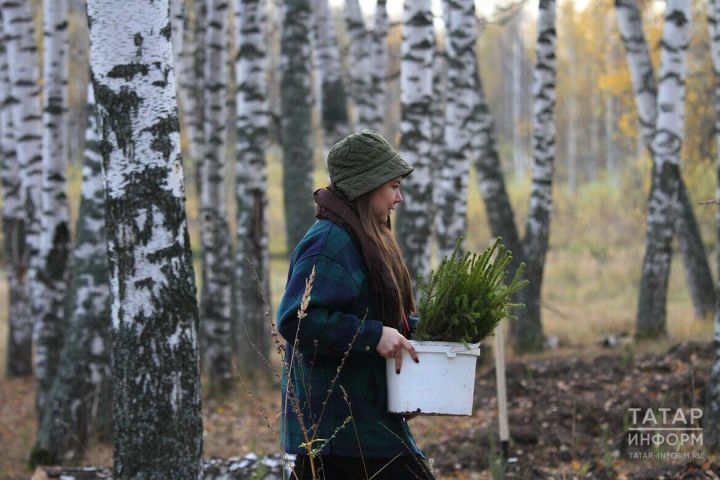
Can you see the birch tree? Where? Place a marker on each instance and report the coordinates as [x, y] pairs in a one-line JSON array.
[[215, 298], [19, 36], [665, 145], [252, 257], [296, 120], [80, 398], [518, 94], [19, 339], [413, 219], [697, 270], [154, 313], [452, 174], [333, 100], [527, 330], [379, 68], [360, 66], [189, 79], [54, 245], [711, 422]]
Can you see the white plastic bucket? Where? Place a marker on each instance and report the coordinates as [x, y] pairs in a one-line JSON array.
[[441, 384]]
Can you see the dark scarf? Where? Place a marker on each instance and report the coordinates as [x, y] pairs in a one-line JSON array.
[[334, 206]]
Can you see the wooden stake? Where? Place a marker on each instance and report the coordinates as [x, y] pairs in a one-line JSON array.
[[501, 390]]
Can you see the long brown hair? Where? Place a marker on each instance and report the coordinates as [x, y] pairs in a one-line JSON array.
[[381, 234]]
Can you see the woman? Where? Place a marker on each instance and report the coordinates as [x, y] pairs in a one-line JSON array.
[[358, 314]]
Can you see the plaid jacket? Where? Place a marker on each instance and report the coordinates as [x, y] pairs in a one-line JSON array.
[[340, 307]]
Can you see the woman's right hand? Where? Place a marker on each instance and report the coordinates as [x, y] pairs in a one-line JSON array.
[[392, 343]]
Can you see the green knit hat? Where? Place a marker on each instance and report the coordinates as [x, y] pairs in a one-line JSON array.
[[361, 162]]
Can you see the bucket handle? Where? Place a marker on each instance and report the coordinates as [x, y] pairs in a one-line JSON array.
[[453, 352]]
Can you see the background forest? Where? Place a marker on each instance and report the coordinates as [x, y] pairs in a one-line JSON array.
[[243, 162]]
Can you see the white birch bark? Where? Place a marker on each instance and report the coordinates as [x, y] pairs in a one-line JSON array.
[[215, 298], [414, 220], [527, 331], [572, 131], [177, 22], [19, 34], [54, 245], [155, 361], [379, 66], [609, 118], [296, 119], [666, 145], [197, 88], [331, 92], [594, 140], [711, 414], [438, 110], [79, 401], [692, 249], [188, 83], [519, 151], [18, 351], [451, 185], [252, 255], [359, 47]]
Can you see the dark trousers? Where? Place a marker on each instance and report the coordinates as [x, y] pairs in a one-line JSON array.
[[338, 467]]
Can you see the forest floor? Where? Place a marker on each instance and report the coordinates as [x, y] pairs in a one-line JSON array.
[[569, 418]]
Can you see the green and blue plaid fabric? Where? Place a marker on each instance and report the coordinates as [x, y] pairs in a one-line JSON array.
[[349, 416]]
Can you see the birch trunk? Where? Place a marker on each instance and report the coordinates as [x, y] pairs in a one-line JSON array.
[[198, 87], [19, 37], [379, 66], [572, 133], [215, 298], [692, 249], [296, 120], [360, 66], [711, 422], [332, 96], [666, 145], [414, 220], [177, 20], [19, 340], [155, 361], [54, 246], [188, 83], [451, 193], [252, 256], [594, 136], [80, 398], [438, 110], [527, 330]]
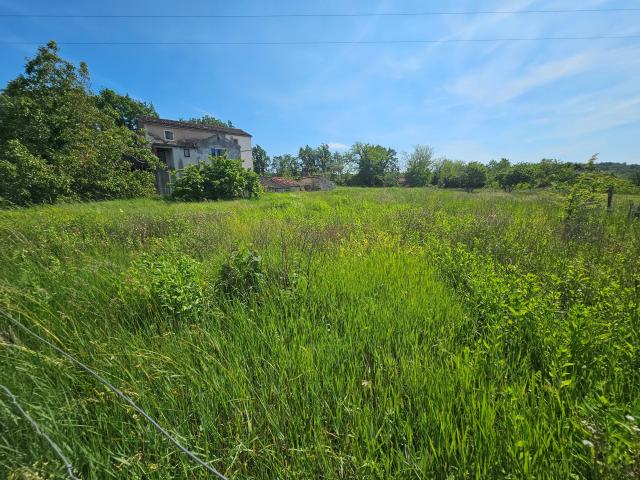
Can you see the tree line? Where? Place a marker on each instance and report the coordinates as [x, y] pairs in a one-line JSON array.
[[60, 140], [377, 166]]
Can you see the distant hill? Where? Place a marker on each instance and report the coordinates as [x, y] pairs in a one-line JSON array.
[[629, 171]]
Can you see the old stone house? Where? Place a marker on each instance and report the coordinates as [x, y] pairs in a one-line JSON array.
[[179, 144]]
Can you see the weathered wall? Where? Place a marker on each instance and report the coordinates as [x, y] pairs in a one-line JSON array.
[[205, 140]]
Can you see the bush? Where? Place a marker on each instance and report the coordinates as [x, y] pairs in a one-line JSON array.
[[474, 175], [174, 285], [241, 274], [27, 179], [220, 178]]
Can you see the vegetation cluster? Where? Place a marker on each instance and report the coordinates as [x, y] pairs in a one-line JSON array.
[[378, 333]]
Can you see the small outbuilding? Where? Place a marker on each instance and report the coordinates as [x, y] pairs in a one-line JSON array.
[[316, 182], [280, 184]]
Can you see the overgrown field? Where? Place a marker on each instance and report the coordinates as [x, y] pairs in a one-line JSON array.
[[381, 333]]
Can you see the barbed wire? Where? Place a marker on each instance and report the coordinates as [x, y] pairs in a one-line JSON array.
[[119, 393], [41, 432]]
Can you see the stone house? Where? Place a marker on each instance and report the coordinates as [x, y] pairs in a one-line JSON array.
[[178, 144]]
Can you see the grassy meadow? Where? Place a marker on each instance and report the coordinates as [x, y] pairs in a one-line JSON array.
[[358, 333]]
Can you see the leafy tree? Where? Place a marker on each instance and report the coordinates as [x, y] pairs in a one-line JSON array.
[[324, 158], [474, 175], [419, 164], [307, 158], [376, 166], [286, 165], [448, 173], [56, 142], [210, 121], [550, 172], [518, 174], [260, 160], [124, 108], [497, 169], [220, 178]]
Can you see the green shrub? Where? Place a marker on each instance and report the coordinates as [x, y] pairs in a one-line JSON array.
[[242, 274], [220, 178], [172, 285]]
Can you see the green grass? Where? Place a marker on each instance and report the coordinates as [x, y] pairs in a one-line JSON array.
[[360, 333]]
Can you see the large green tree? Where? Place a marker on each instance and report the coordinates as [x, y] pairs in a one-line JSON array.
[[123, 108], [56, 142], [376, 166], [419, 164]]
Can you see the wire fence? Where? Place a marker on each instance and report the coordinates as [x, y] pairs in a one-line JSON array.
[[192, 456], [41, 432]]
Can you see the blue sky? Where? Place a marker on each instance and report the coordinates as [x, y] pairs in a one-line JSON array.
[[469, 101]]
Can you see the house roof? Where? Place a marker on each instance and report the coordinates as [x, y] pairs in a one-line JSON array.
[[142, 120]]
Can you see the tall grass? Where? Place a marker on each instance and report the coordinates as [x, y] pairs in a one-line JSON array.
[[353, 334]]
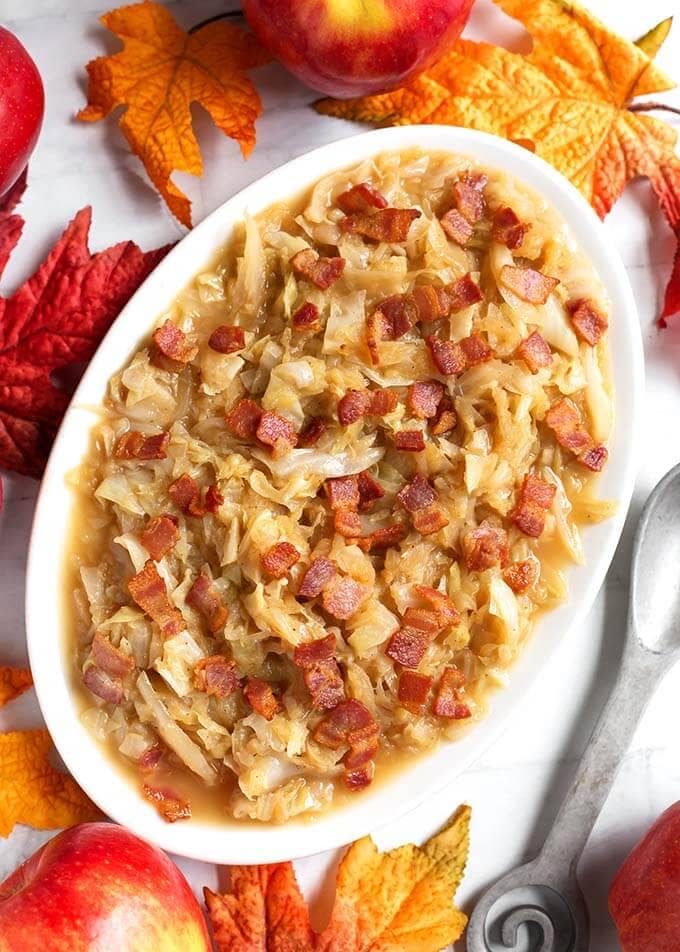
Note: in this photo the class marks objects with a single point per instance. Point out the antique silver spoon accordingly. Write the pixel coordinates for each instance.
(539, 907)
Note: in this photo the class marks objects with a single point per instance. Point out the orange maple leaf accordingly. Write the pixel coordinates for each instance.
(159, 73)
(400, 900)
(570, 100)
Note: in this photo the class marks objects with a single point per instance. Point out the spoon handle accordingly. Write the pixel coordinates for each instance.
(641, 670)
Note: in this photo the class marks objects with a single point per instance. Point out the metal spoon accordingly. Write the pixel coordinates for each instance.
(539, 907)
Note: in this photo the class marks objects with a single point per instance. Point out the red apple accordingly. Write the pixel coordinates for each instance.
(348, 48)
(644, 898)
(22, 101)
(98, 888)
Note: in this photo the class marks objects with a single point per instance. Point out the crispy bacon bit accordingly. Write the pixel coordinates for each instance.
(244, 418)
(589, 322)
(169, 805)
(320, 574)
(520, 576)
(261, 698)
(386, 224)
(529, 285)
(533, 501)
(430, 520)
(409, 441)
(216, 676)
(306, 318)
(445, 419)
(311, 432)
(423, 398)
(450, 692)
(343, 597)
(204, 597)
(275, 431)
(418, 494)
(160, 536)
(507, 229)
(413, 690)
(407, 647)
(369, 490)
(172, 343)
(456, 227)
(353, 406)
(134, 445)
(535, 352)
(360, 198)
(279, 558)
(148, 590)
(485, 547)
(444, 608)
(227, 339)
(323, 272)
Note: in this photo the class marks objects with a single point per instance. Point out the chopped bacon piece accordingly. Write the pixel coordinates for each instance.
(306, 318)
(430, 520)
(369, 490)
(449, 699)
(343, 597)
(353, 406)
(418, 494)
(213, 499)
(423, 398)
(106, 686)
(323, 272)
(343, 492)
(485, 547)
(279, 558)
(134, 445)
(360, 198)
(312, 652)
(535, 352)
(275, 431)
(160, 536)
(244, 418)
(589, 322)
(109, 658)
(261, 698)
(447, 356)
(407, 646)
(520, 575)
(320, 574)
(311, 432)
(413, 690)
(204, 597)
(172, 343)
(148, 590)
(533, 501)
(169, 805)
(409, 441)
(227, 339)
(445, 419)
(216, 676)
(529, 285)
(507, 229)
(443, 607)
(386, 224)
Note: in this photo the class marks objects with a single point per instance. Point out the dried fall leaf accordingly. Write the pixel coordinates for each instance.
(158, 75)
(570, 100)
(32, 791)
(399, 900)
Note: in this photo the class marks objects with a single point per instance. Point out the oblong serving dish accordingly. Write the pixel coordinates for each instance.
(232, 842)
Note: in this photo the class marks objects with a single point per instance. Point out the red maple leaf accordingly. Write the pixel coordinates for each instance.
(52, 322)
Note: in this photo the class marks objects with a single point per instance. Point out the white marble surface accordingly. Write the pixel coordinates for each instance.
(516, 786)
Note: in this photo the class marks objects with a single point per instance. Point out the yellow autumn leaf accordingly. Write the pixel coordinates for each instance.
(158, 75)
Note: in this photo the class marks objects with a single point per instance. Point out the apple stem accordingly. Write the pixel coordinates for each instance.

************

**GOAL OF THE EXERCISE:** Only those lines running from the one containing "out the yellow" through the last line of the data above are to be copied, exactly, with both ends included.

**RESPONSE BELOW:**
Note: in this photo the class marks objects with a single point per instance. Point out the yellow autumn leaf accordingly. Write the pixel coordinates for each instance.
(158, 75)
Note: in this photo the class marks objects with a single point per instance. Point out the apple stem accordingly. Write the pixel coordinates for each instance.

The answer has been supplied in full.